- Data in this exercise
::::::::::
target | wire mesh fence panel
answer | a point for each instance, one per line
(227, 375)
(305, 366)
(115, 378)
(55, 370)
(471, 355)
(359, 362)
::::::::::
- Given exercise
Rewrite the data with "instance" changed to "occurrence" and everything else left untouched.

- Solution to the problem
target | wire mesh fence panel
answer | a point for each occurrence, one per line
(227, 375)
(305, 366)
(115, 378)
(55, 370)
(471, 355)
(359, 362)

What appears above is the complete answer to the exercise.